TASK INSTRUCTIONS: Please reproduce the data exactly and omit the pictures.

· · · · · · ·

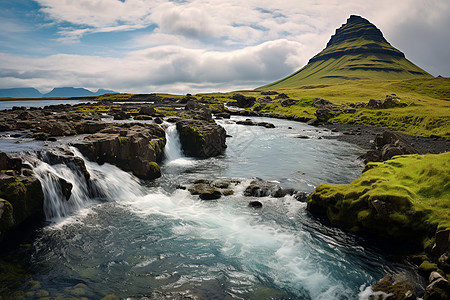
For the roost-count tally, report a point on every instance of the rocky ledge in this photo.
(21, 195)
(200, 138)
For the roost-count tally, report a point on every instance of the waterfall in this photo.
(172, 151)
(53, 178)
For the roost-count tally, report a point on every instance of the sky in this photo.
(182, 46)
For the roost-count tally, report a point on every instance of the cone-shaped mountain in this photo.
(357, 51)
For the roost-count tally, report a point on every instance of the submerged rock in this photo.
(21, 195)
(201, 138)
(135, 148)
(395, 287)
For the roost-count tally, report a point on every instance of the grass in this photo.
(413, 189)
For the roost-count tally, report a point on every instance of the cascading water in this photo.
(53, 178)
(136, 240)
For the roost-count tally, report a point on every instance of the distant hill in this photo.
(20, 93)
(55, 93)
(74, 92)
(357, 51)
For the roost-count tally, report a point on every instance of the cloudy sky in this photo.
(182, 46)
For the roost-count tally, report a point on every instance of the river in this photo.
(153, 240)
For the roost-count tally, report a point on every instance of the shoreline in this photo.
(363, 136)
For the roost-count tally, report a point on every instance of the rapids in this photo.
(139, 239)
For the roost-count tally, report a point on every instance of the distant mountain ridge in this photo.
(357, 51)
(61, 92)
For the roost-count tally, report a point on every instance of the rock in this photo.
(288, 102)
(313, 122)
(21, 196)
(390, 102)
(205, 191)
(242, 101)
(260, 188)
(301, 196)
(396, 286)
(255, 204)
(10, 163)
(66, 188)
(137, 152)
(442, 242)
(201, 138)
(147, 110)
(438, 288)
(387, 145)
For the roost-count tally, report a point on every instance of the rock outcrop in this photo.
(387, 145)
(132, 147)
(201, 138)
(21, 195)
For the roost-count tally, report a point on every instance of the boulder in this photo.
(442, 243)
(396, 287)
(242, 101)
(135, 148)
(288, 102)
(201, 138)
(438, 287)
(261, 188)
(255, 204)
(21, 195)
(387, 145)
(205, 191)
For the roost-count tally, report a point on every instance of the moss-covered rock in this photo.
(397, 286)
(201, 138)
(407, 197)
(131, 147)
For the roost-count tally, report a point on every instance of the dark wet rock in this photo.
(387, 145)
(147, 110)
(281, 96)
(250, 122)
(242, 101)
(313, 122)
(389, 102)
(442, 243)
(201, 138)
(137, 152)
(301, 196)
(255, 204)
(21, 196)
(261, 188)
(396, 287)
(438, 287)
(66, 188)
(205, 191)
(8, 162)
(288, 102)
(143, 117)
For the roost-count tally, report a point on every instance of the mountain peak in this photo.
(357, 51)
(356, 27)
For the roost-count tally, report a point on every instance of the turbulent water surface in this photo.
(136, 240)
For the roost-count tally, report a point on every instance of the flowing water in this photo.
(117, 235)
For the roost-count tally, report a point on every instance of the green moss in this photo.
(388, 200)
(427, 267)
(122, 140)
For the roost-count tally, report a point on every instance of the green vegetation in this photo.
(122, 140)
(113, 97)
(406, 197)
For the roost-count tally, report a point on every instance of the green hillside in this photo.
(358, 51)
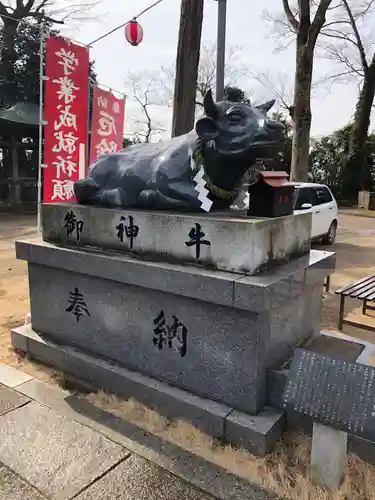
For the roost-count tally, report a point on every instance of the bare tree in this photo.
(307, 31)
(234, 71)
(352, 45)
(302, 23)
(189, 41)
(12, 12)
(279, 86)
(144, 87)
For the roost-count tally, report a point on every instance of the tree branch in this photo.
(359, 44)
(290, 16)
(319, 20)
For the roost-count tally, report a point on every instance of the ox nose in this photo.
(274, 126)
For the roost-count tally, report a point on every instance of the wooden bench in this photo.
(363, 290)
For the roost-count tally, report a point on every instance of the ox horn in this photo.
(209, 105)
(266, 106)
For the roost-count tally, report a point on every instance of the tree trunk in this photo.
(8, 59)
(356, 174)
(188, 49)
(302, 114)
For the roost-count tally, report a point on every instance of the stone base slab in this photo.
(225, 241)
(187, 329)
(256, 433)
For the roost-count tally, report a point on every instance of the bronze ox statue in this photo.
(201, 170)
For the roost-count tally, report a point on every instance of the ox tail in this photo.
(86, 191)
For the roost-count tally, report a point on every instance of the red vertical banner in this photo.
(107, 124)
(66, 114)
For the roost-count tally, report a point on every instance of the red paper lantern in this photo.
(133, 33)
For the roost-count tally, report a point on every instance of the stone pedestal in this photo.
(211, 333)
(328, 456)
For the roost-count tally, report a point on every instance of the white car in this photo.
(318, 200)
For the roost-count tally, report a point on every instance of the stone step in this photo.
(228, 242)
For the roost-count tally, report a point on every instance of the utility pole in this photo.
(187, 62)
(220, 56)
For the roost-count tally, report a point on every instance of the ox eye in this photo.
(235, 115)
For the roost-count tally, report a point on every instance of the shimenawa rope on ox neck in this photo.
(197, 160)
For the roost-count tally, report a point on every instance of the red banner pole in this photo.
(66, 109)
(107, 123)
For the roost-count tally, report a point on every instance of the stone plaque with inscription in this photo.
(333, 392)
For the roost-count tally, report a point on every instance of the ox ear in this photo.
(266, 106)
(206, 129)
(209, 105)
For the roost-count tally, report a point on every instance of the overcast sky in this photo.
(114, 57)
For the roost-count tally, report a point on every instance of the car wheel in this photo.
(330, 237)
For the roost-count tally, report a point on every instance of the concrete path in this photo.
(53, 446)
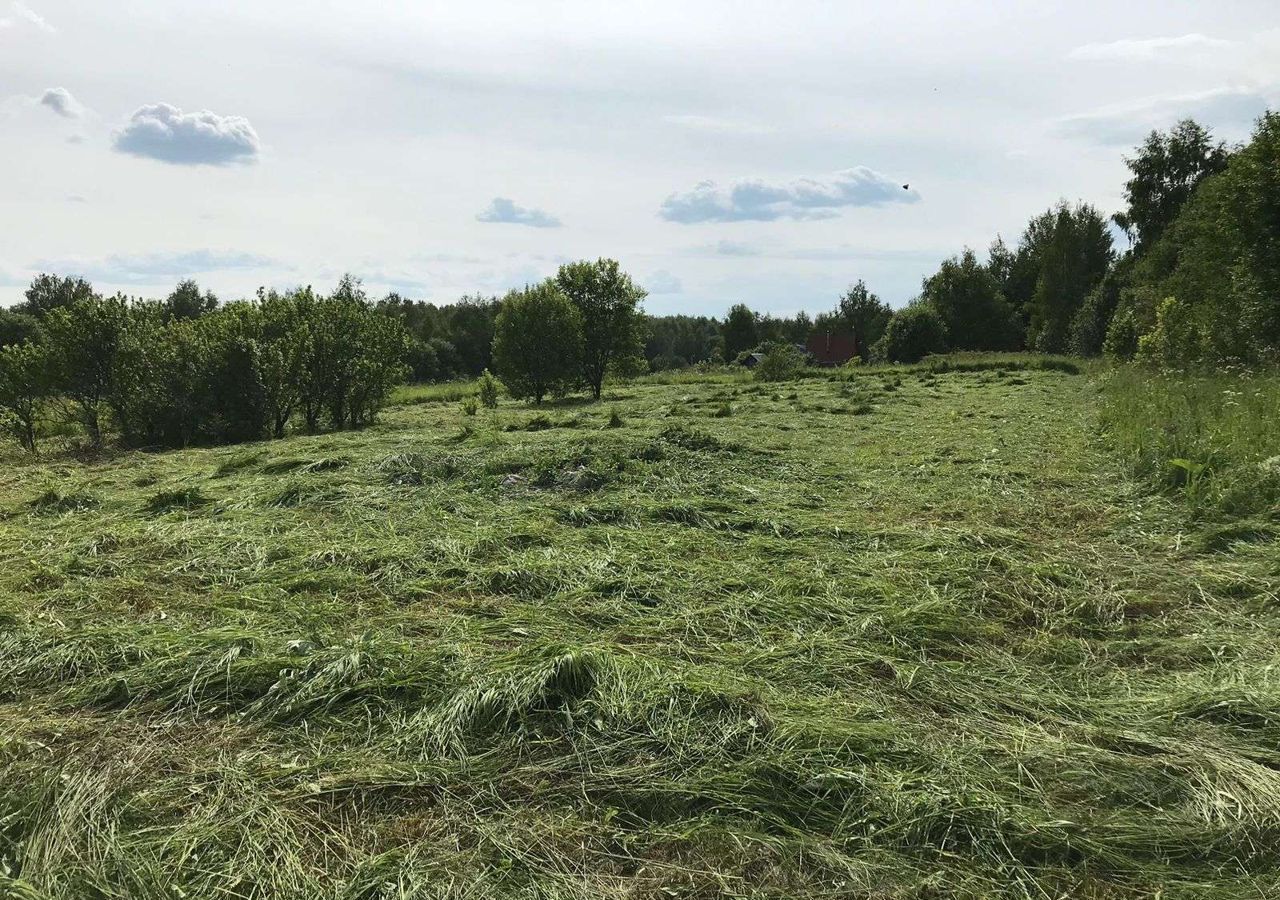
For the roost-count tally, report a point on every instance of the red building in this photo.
(832, 350)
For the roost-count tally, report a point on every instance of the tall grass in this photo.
(1211, 438)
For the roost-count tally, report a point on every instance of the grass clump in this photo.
(178, 498)
(1211, 439)
(54, 501)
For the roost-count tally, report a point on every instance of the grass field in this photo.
(910, 634)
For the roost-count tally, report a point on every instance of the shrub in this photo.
(913, 333)
(538, 342)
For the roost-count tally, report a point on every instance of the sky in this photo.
(758, 152)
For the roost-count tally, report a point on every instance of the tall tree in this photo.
(26, 383)
(186, 301)
(974, 311)
(1166, 169)
(739, 332)
(50, 292)
(86, 336)
(608, 302)
(913, 333)
(538, 342)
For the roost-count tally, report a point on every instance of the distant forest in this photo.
(1198, 286)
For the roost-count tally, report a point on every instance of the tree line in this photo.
(187, 370)
(1198, 284)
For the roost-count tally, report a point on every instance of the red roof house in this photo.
(832, 350)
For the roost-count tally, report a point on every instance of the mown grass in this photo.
(906, 634)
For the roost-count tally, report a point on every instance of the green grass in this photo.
(913, 633)
(1211, 439)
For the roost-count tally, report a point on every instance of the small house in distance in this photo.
(831, 350)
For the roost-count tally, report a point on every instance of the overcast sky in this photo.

· · · · · · ·

ANSWER SPACE:
For the roost-count tally, report a point on every instance of the rocky ledge in this photo.
(21, 195)
(200, 138)
For the roost-count tally, report a point on every instance of the waterfall in this photo.
(172, 151)
(53, 178)
For the roost-count tally, report a point on every instance of the sky in this photo.
(182, 46)
For the roost-count tally, report a point on every instance of the cone-shaped mountain in this photo.
(357, 51)
For the roost-count tally, report a point on every instance of the submerged rock in this photo.
(21, 195)
(201, 138)
(135, 148)
(395, 287)
For the roost-count tally, report a point on every instance of the grass in this photo.
(413, 189)
For the roost-count tally, report a point on every instance of the cascading water in this photo.
(53, 178)
(136, 240)
For the roost-count tally, report a point on every instance of the distant hill in this photo.
(20, 93)
(55, 93)
(74, 92)
(357, 51)
For the roost-count tally, report a point on every instance of the cloudy sky in this photo.
(182, 46)
For the roost-count tally, report a point on every instance of the river in this photo.
(153, 240)
For the roost-count tally, report a point on every instance of the shoreline in this photo.
(363, 136)
For the roost-count tally, report a point on every instance of the rapids in this photo.
(139, 239)
For the roost-count tally, report a point on every instance of the distant mountain ridge in this photo.
(357, 51)
(61, 92)
For the roost-count tally, report a point on every instance of the rock in this photo.
(288, 102)
(313, 122)
(21, 196)
(390, 102)
(205, 191)
(242, 101)
(260, 188)
(301, 196)
(396, 286)
(255, 204)
(10, 163)
(66, 188)
(137, 152)
(442, 242)
(201, 138)
(147, 110)
(438, 288)
(387, 145)
For the roost-count tally, report a point on every instance of the rock outcrop in this photo.
(387, 145)
(132, 147)
(201, 138)
(21, 195)
For the roost-count tally, report a point on every instance of the boulder in this photo.
(442, 243)
(396, 287)
(242, 101)
(135, 148)
(288, 102)
(201, 138)
(438, 287)
(261, 188)
(255, 204)
(21, 195)
(387, 145)
(205, 191)
For the roost-count tally, report a point on every instance of the moss-covered rock in this photo.
(397, 286)
(201, 138)
(407, 197)
(131, 147)
For the roost-count tally, report a point on every instance of the dark wet rock in this photo.
(387, 145)
(147, 110)
(281, 96)
(250, 122)
(242, 101)
(313, 122)
(389, 102)
(442, 243)
(201, 138)
(137, 152)
(301, 196)
(255, 204)
(21, 196)
(261, 188)
(396, 287)
(438, 287)
(66, 188)
(205, 191)
(8, 162)
(288, 102)
(143, 117)
For the roost-count tally, report a point on every instance of the mountain peak in this photo.
(357, 51)
(356, 27)
For the roost-count tally, report a point on every instance of the turbulent water surface in this photo.
(136, 240)
For the roost-count tally, report a point on every instance of the flowing water in this photo.
(117, 235)
For the roost-count tally, report a point on every instance of the green moss in this photo.
(388, 200)
(427, 267)
(122, 140)
For the roost-count tally, report a point on every instance of the green vegetation in this photo.
(122, 140)
(113, 97)
(406, 197)
For the roost-count tally, report a point on every instance of the green hillside in this photo.
(358, 51)
For the roost-count tally, report a point on every instance of the bare tree in this photo.
(307, 31)
(234, 71)
(352, 45)
(302, 23)
(189, 41)
(12, 12)
(279, 86)
(144, 87)
For the roost-count tally, report a point on every instance of the tree branch in this photo.
(359, 44)
(290, 16)
(319, 20)
For the roost-count tally, report a point on every instance of the ox nose in this photo.
(274, 126)
For the roost-count tally, report a point on every instance of the wooden bench in this photo.
(363, 290)
For the roost-count tally, report a point on every instance of the ox horn in this photo.
(209, 105)
(266, 106)
For the roost-count tally, report a point on every instance of the tree trunk in this photo.
(8, 59)
(356, 174)
(188, 49)
(302, 114)
For the roost-count tally, report a point on every instance of the stone base slab in this photo.
(225, 241)
(187, 329)
(256, 433)
For the roost-count tally, report a point on every instance of the bronze ox statue in this photo.
(201, 170)
For the roost-count tally, report a point on every instance of the ox tail in this photo.
(86, 191)
For the roost-count tally, report a point on every instance of the red vertical banner in this photo.
(107, 124)
(66, 114)
For the roost-count tally, report a point on every instance of the red paper lantern in this photo.
(133, 33)
For the roost-count tally, report a point on every instance of the stone pedestal in this photo.
(211, 333)
(328, 456)
For the roost-count tally, report a point on every instance of the white car in this photo.
(318, 200)
For the roost-count tally, report a point on every instance of the stone step in this photo.
(228, 242)
For the roost-count tally, report a point on every instance of the utility pole in this photo.
(187, 62)
(220, 56)
For the roost-count tally, report a point on every instance of the ox eye in this photo.
(235, 115)
For the roost-count tally, report a point on every instance of the shimenawa rope on ox neck in this photo.
(197, 160)
For the roost-count tally, report a point on every instance of the red banner pole in this photo.
(66, 109)
(107, 123)
For the roost-count tally, report a point on every instance of the stone plaque with inscription in this photo.
(333, 392)
For the roost-count tally, report a point on every instance of the ox ear in this photo.
(266, 106)
(206, 129)
(209, 105)
For the roost-count tally, report a point on every instance of the overcast sky in this photo.
(114, 57)
For the roost-count tally, report a point on every instance of the car wheel in this photo.
(330, 237)
For the roost-count tally, report a point on every instance of the concrete path in this photo.
(53, 446)
For the roost-count tally, report a point on every instance of the red building in this photo.
(832, 350)
For the roost-count tally, report a point on every instance of the tall grass in this photo.
(1211, 438)
For the roost-count tally, report a point on every instance of the grass clump in this photo.
(178, 498)
(1211, 439)
(54, 501)
For the roost-count tally, report a point on every instance of the grass field in this photo.
(910, 634)
For the roost-count tally, report a point on every instance of the shrub in this photo.
(913, 333)
(538, 342)
For the roost-count tally, report a point on every instance of the sky in this photo.
(758, 152)
For the roost-count tally, report a point on every instance of the tall tree in this photo.
(26, 383)
(186, 301)
(974, 311)
(1166, 169)
(739, 332)
(50, 292)
(86, 336)
(608, 302)
(913, 333)
(538, 342)
For the roost-count tally, report a point on every instance of the distant forest in this photo.
(1198, 286)
For the roost-count tally, report a point on every instance of the tree line in this photo.
(187, 370)
(1198, 284)
For the roost-count tally, report a point on every instance of the red roof house in this photo.
(832, 350)
For the roost-count tally, report a point on every instance of the mown grass in this photo.
(906, 634)
For the roost-count tally, report a point on every instance of the green grass in this photo.
(913, 633)
(1211, 439)
For the roost-count tally, report a point on every instance of the small house in distance in this photo.
(831, 350)
For the roost-count tally, report a point on every instance of the overcast sky in this photo.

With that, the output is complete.